» DOCUMENT PASSAGE:

┏━━

In Fiesta’s parking lot moms squinted in the sun and were careful not to cross in front of cars thumping Mexican polka. In Flor Ortiz’s cart, next to the peanut butter and a roll of paper towels, sat a car seat with contents hidden by a blanket. “He’s 10 days old,” Ortiz said in Spanish, and declared Jesús would be vaccinated: “That’s how he’ll be healthy.” She said schools should make parents prove their child is vaccinated. “If some kids aren’t vaccinated, they can get other kids sick.”
A mile away, picnickers dotted the park outside Austin’s Thinkery children’s museum. Sharply dressed Leah Frederick flicked a piece of sweet potato puree from her blazer and lightly scolded the toddler who aimed it there. A nurse in her late 20s who advises new mothers, she has seen the fear surrounding childhood vaccinations: “Parents come to me all the time, and they’re anti-gluten, anti-sugar, anti-everything. They want to eject all uncertainty, control all variables.” Frederick believes immunization opponents are well-intentioned but misguided, and wants them to consider how unvaccinated children can hurt others.

┗━━

[Natural language region descriptions]
┏━━

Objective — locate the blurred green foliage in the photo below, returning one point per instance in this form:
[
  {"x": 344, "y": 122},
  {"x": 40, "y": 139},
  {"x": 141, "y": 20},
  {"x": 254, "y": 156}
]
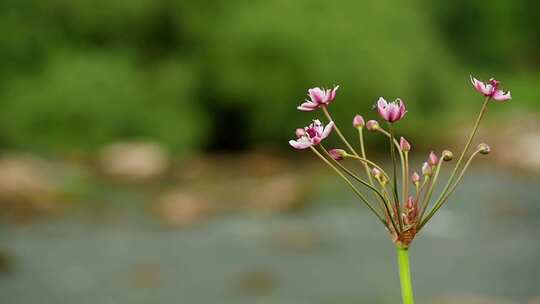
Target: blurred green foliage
[{"x": 77, "y": 74}]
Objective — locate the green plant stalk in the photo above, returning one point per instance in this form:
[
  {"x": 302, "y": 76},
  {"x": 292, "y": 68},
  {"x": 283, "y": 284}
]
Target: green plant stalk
[
  {"x": 363, "y": 153},
  {"x": 353, "y": 188},
  {"x": 329, "y": 117},
  {"x": 467, "y": 145},
  {"x": 394, "y": 165},
  {"x": 405, "y": 275},
  {"x": 443, "y": 198}
]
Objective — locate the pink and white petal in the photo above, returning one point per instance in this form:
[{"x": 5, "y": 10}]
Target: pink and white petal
[
  {"x": 329, "y": 127},
  {"x": 381, "y": 102},
  {"x": 332, "y": 94},
  {"x": 300, "y": 144},
  {"x": 393, "y": 112},
  {"x": 501, "y": 96},
  {"x": 316, "y": 95},
  {"x": 305, "y": 109}
]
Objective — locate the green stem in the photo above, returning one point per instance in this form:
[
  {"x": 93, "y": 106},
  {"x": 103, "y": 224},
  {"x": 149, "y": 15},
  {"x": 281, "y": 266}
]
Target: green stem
[
  {"x": 467, "y": 145},
  {"x": 444, "y": 196},
  {"x": 405, "y": 275},
  {"x": 327, "y": 114},
  {"x": 363, "y": 151},
  {"x": 394, "y": 165},
  {"x": 353, "y": 188}
]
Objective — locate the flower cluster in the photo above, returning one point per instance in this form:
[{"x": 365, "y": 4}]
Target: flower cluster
[{"x": 402, "y": 208}]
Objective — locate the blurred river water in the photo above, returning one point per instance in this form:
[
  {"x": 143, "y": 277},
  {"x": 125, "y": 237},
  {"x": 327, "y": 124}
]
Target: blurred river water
[{"x": 483, "y": 247}]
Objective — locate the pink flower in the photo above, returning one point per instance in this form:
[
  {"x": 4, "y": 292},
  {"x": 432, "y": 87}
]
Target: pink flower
[
  {"x": 426, "y": 169},
  {"x": 372, "y": 125},
  {"x": 404, "y": 145},
  {"x": 337, "y": 154},
  {"x": 391, "y": 111},
  {"x": 312, "y": 136},
  {"x": 491, "y": 89},
  {"x": 318, "y": 97},
  {"x": 415, "y": 178},
  {"x": 358, "y": 121},
  {"x": 433, "y": 159},
  {"x": 376, "y": 172}
]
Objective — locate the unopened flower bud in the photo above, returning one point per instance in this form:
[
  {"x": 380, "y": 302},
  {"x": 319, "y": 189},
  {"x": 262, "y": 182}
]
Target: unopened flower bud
[
  {"x": 447, "y": 155},
  {"x": 433, "y": 159},
  {"x": 404, "y": 145},
  {"x": 484, "y": 148},
  {"x": 337, "y": 154},
  {"x": 426, "y": 169},
  {"x": 358, "y": 121},
  {"x": 415, "y": 178},
  {"x": 376, "y": 172},
  {"x": 372, "y": 125},
  {"x": 410, "y": 203}
]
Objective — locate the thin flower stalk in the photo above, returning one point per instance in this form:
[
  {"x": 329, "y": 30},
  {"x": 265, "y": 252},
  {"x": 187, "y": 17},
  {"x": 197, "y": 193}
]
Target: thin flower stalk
[
  {"x": 403, "y": 215},
  {"x": 444, "y": 196},
  {"x": 358, "y": 193}
]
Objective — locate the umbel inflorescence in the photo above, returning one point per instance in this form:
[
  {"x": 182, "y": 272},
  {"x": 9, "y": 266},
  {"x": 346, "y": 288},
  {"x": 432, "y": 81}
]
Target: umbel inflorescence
[{"x": 403, "y": 208}]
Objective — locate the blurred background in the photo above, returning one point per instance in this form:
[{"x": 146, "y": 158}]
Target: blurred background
[{"x": 144, "y": 153}]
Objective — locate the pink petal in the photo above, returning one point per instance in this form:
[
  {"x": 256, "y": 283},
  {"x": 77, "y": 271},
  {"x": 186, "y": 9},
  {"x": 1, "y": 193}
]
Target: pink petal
[
  {"x": 332, "y": 94},
  {"x": 305, "y": 109},
  {"x": 501, "y": 96},
  {"x": 327, "y": 130},
  {"x": 316, "y": 95},
  {"x": 382, "y": 108},
  {"x": 300, "y": 144}
]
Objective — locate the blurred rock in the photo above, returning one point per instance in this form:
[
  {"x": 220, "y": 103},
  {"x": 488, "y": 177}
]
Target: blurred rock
[
  {"x": 25, "y": 187},
  {"x": 146, "y": 276},
  {"x": 6, "y": 262},
  {"x": 297, "y": 240},
  {"x": 471, "y": 299},
  {"x": 257, "y": 282},
  {"x": 534, "y": 301},
  {"x": 276, "y": 194},
  {"x": 182, "y": 209},
  {"x": 139, "y": 161},
  {"x": 518, "y": 145}
]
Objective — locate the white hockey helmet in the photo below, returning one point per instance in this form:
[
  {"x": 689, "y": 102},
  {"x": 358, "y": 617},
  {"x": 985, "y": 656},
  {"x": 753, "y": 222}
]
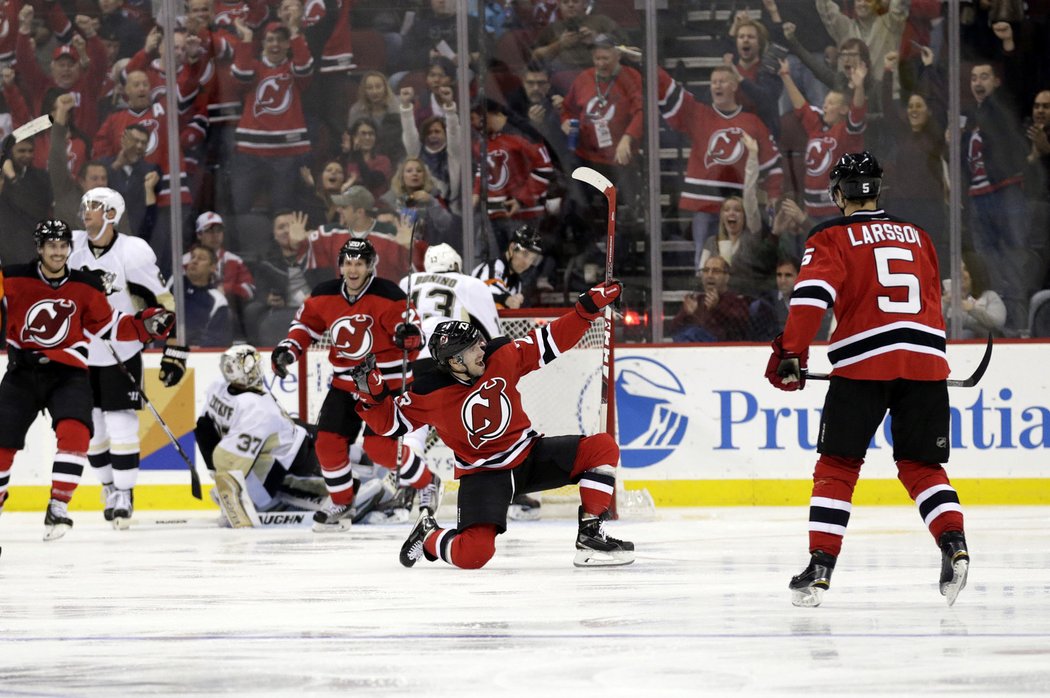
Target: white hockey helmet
[
  {"x": 242, "y": 365},
  {"x": 442, "y": 258},
  {"x": 110, "y": 201}
]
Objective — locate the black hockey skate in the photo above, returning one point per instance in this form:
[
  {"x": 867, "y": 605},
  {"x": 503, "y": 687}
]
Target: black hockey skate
[
  {"x": 413, "y": 549},
  {"x": 809, "y": 587},
  {"x": 594, "y": 548},
  {"x": 57, "y": 520},
  {"x": 954, "y": 564}
]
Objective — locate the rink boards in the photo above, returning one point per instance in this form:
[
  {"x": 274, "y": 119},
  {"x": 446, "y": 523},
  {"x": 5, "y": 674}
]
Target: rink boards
[{"x": 697, "y": 426}]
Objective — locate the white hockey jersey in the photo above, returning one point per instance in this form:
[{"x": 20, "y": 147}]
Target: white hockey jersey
[
  {"x": 452, "y": 296},
  {"x": 126, "y": 268}
]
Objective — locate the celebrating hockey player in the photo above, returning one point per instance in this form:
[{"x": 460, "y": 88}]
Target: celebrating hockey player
[
  {"x": 53, "y": 311},
  {"x": 127, "y": 269},
  {"x": 363, "y": 314},
  {"x": 473, "y": 401},
  {"x": 887, "y": 353}
]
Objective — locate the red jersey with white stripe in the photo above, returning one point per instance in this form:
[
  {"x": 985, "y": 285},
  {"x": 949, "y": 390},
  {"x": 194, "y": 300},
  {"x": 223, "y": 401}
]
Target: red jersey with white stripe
[
  {"x": 826, "y": 144},
  {"x": 881, "y": 276},
  {"x": 717, "y": 156},
  {"x": 483, "y": 422},
  {"x": 359, "y": 325}
]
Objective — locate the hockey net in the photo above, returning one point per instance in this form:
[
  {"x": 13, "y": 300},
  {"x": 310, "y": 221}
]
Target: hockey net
[{"x": 564, "y": 397}]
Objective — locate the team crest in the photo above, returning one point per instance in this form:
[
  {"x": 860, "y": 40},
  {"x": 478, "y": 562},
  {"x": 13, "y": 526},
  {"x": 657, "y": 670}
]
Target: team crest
[
  {"x": 48, "y": 321},
  {"x": 352, "y": 336},
  {"x": 486, "y": 413}
]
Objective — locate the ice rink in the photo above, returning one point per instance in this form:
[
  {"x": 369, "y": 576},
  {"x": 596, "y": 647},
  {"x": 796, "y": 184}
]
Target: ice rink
[{"x": 190, "y": 610}]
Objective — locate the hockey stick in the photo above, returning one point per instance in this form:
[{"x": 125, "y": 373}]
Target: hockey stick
[
  {"x": 602, "y": 183},
  {"x": 952, "y": 382},
  {"x": 194, "y": 478}
]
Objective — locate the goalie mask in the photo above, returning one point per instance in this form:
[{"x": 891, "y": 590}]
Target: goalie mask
[
  {"x": 442, "y": 258},
  {"x": 242, "y": 366},
  {"x": 110, "y": 203}
]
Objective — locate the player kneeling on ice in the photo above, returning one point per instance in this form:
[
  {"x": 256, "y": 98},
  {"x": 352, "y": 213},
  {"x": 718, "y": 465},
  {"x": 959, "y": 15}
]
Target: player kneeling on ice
[
  {"x": 471, "y": 399},
  {"x": 263, "y": 460}
]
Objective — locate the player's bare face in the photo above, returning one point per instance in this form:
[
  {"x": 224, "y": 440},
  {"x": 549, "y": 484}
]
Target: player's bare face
[
  {"x": 53, "y": 256},
  {"x": 355, "y": 273}
]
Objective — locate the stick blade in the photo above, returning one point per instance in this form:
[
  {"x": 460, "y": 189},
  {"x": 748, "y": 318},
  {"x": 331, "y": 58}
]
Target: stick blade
[{"x": 593, "y": 177}]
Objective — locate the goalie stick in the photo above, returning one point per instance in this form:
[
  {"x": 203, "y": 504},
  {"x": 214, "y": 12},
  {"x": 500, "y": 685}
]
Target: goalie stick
[
  {"x": 194, "y": 478},
  {"x": 952, "y": 382}
]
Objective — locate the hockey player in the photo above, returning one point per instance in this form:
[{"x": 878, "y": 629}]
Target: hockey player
[
  {"x": 363, "y": 314},
  {"x": 53, "y": 311},
  {"x": 127, "y": 270},
  {"x": 473, "y": 401},
  {"x": 887, "y": 352}
]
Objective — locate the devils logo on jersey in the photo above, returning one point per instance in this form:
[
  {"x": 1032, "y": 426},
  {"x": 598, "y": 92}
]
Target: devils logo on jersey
[
  {"x": 820, "y": 155},
  {"x": 352, "y": 336},
  {"x": 725, "y": 147},
  {"x": 47, "y": 322},
  {"x": 486, "y": 413}
]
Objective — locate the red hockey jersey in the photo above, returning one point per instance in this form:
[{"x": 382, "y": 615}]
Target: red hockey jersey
[
  {"x": 826, "y": 144},
  {"x": 717, "y": 156},
  {"x": 358, "y": 326},
  {"x": 881, "y": 276},
  {"x": 483, "y": 423}
]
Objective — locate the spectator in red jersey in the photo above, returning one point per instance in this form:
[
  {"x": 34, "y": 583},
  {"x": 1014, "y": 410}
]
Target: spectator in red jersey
[{"x": 272, "y": 131}]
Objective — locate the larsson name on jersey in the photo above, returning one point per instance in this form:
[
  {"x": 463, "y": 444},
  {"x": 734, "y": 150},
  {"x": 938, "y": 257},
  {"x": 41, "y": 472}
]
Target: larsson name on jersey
[{"x": 882, "y": 232}]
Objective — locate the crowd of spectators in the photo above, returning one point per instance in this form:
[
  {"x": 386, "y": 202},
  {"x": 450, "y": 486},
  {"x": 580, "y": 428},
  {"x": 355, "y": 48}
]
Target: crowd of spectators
[{"x": 300, "y": 125}]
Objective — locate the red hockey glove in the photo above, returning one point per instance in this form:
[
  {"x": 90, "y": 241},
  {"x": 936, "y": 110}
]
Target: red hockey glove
[
  {"x": 153, "y": 323},
  {"x": 590, "y": 302},
  {"x": 785, "y": 369},
  {"x": 371, "y": 388},
  {"x": 407, "y": 337},
  {"x": 282, "y": 357}
]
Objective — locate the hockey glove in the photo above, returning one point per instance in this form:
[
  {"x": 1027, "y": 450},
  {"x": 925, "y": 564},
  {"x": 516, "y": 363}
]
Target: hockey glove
[
  {"x": 281, "y": 358},
  {"x": 173, "y": 364},
  {"x": 407, "y": 337},
  {"x": 786, "y": 369},
  {"x": 153, "y": 323},
  {"x": 371, "y": 388},
  {"x": 590, "y": 302}
]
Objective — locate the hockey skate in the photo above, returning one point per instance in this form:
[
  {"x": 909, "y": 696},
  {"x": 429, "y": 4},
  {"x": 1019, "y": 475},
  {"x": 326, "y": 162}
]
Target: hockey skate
[
  {"x": 954, "y": 564},
  {"x": 413, "y": 549},
  {"x": 429, "y": 496},
  {"x": 524, "y": 507},
  {"x": 594, "y": 548},
  {"x": 807, "y": 588},
  {"x": 57, "y": 520}
]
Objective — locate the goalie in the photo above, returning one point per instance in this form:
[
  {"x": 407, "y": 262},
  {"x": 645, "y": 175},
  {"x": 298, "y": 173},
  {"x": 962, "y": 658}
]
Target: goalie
[{"x": 261, "y": 460}]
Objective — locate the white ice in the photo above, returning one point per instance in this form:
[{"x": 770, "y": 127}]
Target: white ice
[{"x": 189, "y": 610}]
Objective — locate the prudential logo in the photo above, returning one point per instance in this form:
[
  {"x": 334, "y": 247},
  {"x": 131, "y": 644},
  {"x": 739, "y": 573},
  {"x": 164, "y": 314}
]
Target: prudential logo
[{"x": 650, "y": 402}]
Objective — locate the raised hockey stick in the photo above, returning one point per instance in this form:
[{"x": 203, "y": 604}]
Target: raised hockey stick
[
  {"x": 952, "y": 382},
  {"x": 602, "y": 183},
  {"x": 194, "y": 478}
]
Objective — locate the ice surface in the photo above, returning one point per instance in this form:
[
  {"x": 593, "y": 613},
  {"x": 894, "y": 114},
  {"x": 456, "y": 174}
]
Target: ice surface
[{"x": 191, "y": 610}]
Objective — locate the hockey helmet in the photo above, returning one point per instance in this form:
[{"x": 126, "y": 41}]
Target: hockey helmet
[
  {"x": 858, "y": 175},
  {"x": 527, "y": 238},
  {"x": 359, "y": 249},
  {"x": 242, "y": 366},
  {"x": 442, "y": 258},
  {"x": 51, "y": 229},
  {"x": 449, "y": 338}
]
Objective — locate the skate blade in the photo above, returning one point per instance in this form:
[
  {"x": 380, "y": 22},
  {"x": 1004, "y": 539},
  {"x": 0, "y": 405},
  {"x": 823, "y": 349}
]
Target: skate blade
[
  {"x": 56, "y": 531},
  {"x": 807, "y": 597},
  {"x": 601, "y": 558},
  {"x": 959, "y": 571}
]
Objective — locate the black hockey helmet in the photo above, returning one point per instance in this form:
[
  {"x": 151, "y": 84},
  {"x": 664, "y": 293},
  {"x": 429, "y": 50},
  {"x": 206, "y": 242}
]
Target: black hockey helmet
[
  {"x": 527, "y": 238},
  {"x": 359, "y": 249},
  {"x": 51, "y": 229},
  {"x": 450, "y": 338},
  {"x": 858, "y": 175}
]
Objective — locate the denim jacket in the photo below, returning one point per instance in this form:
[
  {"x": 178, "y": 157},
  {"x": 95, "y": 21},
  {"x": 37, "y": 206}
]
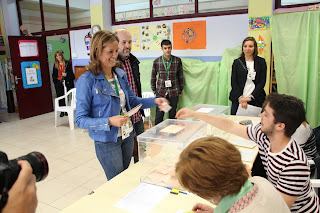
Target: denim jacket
[{"x": 97, "y": 101}]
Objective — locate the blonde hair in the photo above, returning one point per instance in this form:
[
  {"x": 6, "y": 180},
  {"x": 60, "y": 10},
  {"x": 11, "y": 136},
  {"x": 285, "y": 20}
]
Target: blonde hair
[
  {"x": 211, "y": 167},
  {"x": 99, "y": 41}
]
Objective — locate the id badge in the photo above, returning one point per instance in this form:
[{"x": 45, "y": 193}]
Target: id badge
[
  {"x": 126, "y": 129},
  {"x": 168, "y": 83},
  {"x": 251, "y": 75}
]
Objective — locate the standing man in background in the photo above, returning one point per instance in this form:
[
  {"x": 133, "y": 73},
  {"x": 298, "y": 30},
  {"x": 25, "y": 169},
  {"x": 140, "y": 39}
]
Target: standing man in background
[
  {"x": 170, "y": 79},
  {"x": 130, "y": 64}
]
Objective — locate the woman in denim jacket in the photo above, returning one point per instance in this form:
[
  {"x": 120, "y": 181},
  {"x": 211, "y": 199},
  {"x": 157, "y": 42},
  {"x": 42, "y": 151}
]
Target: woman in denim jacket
[{"x": 103, "y": 97}]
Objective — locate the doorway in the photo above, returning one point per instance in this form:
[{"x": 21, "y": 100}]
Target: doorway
[{"x": 56, "y": 43}]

┗━━

» REQUIREMENT: In the passage about attitudes toward childhood vaccination, copy the part that opens with the words containing "A mile away, picnickers" and closes with "can hurt others.".

» YOUR SOLUTION:
A mile away, picnickers dotted the park outside Austin’s Thinkery children’s museum. Sharply dressed Leah Frederick flicked a piece of sweet potato puree from her blazer and lightly scolded the toddler who aimed it there. A nurse in her late 20s who advises new mothers, she has seen the fear surrounding childhood vaccinations: “Parents come to me all the time, and they’re anti-gluten, anti-sugar, anti-everything. They want to eject all uncertainty, control all variables.” Frederick believes immunization opponents are well-intentioned but misguided, and wants them to consider how unvaccinated children can hurt others.